Task directions
Below, the article on email safety is followed by the rows. List every requirement that the article says email security involves.

Text
Keeping Your Email Safe
Email is much less secure than most people believe, and considerably less secure than they find acceptable. For instance, many employees are horrified to learn that it is not at all uncommon for employers to sift through their personal emails, and although the extent to which they are justified in doing so remains controversial, they are in most cases totally entitled to.
Google routinely uses the content of Gmail messages to target contextual advertising. It searches email for words that indicate what the user is currently concerned with and then feeds him or her with specific advertisements. The claim is that this is acceptable as the email is read by a computer, not a human, however Google is currently being investigated by the Russian authorities as the activity is thought to be illegal in Russia. Now people are using email encryption to keep their email private from their email provider.
But if people are horrified by so-called legitimate use of their email, this is nothing compared to the horrors of phishing attacks, identity theft, viruses, spa, and other forms of email malware.
Take phishing attacks, where spoof emails are sent with the object of finding out personal and often financial information about the recipient. Most of us have received spoof emails purporting to come from Amazon, PayPal, eBay, or various banks, and they are generally easy to spot as they are littered with typos and bad grammar, though some people are still taken in. But they are getting much more sophisticated, and sometimes it can be very difficult to tell the difference between the spoof and a genuine message.
So-called spear-phishing emails contain links that take the user to spoof websites which can look almost identical to the real one, which may be an online bank. Recently the offices of the New York Times were hacked by spear-phishing emails that originated in China. Despite all the warning never to click on an email link, around 1 in 10 recipients actually do.
Email security requires that the user is protected from email spam and from email borne viruses. It requires that there are no data leaks, and that email content and email routing are secure. Maintaining a totally secure email system is a huge task, though cloud email management specialists Mimecast have developed some of the best email security systems that are available in the market.
The need for such systems has never been as big as it is today, and as the number of threats increases and as the sophistication of such threats grows, even better security systems will be needed in the future.
Email security is, and it is likely to always be, a game of cat and mouse and, although there are many mice, fortunately there are some very clever cats around.

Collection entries
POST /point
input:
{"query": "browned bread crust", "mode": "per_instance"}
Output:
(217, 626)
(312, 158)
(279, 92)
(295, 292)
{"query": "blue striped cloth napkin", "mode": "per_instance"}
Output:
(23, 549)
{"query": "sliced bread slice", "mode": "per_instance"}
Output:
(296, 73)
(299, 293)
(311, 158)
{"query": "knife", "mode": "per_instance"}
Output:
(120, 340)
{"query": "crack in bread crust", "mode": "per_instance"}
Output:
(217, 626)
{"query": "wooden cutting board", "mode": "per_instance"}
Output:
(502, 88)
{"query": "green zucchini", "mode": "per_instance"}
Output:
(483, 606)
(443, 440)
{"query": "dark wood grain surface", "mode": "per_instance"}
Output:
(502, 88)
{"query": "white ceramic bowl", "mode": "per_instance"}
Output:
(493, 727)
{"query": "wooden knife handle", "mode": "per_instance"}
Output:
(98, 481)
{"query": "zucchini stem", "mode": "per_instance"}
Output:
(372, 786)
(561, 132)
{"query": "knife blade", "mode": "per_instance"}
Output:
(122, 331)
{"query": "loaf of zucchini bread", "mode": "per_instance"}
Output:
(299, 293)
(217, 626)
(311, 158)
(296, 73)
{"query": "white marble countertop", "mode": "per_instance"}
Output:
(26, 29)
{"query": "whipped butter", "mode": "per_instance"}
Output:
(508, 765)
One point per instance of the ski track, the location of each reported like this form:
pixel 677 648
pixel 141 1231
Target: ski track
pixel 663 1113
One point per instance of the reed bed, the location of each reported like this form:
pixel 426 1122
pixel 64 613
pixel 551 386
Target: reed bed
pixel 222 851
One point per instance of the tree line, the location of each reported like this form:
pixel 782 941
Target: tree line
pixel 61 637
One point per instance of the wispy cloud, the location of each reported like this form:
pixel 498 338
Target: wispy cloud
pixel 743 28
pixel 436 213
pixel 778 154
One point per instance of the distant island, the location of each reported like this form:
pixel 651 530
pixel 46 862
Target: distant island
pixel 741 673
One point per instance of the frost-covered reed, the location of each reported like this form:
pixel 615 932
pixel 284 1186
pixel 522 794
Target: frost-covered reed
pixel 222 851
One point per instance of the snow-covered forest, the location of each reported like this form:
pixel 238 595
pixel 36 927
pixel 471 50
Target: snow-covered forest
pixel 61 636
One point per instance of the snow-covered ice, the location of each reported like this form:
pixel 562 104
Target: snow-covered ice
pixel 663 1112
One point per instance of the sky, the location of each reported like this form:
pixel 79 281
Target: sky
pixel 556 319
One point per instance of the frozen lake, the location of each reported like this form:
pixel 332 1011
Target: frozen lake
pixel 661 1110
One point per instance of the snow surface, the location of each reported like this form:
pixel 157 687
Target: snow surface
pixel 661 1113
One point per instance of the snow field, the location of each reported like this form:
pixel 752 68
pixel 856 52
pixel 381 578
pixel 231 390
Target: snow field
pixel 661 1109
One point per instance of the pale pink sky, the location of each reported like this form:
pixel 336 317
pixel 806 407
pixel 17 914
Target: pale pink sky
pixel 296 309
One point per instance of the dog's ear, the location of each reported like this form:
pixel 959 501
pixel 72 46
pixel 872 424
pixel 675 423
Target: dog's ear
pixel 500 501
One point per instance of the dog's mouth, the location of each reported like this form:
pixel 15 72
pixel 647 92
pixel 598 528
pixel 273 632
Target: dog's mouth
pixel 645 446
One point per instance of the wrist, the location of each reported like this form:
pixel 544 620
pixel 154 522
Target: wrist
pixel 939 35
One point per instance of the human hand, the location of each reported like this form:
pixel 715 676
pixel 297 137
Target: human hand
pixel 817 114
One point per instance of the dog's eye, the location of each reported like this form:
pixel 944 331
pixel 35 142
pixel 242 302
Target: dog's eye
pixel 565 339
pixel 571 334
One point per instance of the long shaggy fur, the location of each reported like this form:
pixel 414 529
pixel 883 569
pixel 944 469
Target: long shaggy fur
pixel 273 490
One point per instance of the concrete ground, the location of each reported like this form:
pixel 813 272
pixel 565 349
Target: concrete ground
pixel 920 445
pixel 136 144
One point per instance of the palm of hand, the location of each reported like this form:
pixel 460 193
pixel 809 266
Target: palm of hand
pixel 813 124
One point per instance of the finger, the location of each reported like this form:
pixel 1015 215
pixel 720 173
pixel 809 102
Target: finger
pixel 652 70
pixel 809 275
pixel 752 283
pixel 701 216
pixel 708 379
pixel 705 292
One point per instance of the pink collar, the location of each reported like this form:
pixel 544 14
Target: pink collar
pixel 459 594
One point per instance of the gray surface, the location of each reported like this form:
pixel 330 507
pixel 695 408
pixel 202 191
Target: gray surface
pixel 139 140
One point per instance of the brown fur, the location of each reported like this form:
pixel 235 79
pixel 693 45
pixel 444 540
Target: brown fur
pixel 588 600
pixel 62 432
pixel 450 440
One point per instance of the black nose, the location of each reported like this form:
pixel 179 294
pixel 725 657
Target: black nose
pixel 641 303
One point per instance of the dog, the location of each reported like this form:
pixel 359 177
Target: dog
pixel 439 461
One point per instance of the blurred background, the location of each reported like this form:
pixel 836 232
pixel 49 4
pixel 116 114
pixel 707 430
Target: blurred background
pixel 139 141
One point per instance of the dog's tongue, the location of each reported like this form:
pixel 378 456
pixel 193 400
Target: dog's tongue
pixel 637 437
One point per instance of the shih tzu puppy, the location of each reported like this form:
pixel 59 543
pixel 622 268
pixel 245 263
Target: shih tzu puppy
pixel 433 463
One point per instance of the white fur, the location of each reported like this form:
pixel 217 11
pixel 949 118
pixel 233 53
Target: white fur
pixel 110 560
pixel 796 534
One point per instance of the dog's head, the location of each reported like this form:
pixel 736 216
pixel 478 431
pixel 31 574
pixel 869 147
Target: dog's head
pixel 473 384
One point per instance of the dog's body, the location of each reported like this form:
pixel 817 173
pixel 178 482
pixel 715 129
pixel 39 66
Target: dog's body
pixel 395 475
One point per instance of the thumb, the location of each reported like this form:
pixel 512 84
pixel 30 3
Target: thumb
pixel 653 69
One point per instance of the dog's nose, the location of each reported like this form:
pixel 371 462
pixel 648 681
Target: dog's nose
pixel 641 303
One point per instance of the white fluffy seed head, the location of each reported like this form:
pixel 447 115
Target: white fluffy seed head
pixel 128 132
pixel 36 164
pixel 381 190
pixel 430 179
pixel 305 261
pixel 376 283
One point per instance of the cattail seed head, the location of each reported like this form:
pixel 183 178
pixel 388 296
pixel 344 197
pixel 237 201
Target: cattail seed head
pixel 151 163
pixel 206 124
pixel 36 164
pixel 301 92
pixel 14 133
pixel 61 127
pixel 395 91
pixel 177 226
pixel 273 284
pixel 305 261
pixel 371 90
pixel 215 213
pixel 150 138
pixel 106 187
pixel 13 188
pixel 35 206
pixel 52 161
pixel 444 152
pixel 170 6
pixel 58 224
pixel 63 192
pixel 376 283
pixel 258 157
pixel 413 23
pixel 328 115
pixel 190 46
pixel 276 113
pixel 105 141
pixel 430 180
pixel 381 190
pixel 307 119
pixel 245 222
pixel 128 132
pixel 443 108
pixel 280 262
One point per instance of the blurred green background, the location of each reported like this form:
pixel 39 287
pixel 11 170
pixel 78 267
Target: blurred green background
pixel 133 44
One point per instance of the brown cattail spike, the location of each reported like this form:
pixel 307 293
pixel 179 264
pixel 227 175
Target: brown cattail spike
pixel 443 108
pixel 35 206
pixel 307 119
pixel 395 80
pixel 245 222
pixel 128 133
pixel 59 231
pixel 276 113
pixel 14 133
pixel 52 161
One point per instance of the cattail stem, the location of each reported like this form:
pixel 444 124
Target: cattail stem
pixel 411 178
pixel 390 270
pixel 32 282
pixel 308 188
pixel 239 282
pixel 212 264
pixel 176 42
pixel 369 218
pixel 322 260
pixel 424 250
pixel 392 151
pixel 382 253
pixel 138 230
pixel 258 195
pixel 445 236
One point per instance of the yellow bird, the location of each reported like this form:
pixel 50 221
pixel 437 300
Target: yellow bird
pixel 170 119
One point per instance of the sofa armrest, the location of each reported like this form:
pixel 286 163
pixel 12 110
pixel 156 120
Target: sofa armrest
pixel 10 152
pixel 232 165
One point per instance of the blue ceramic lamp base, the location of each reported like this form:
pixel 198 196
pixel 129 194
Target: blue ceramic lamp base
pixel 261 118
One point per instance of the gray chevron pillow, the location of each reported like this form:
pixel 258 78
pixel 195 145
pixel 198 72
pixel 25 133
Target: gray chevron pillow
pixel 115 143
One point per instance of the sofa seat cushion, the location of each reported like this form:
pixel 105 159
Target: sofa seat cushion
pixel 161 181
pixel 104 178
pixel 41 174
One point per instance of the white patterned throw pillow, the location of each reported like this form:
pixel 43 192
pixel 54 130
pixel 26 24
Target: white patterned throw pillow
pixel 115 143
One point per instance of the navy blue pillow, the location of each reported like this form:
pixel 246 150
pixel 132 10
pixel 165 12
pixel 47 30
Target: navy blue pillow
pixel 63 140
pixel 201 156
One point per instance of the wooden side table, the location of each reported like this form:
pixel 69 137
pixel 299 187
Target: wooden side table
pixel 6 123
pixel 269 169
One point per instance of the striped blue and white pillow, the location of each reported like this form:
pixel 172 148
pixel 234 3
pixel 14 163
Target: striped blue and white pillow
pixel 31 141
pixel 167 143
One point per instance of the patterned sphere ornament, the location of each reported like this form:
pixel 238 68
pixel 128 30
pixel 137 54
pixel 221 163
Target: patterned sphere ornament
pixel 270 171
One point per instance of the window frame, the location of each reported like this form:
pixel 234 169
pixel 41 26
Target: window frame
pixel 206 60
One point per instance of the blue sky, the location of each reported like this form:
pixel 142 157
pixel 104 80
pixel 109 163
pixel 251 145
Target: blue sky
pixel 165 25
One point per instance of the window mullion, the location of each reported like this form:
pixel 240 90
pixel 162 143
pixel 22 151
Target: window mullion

Exercise response
- The user is protected from email spam.
- The user is protected from email-borne viruses.
- There are no data leaks.
- Email content is secure.
- Email routing is secure.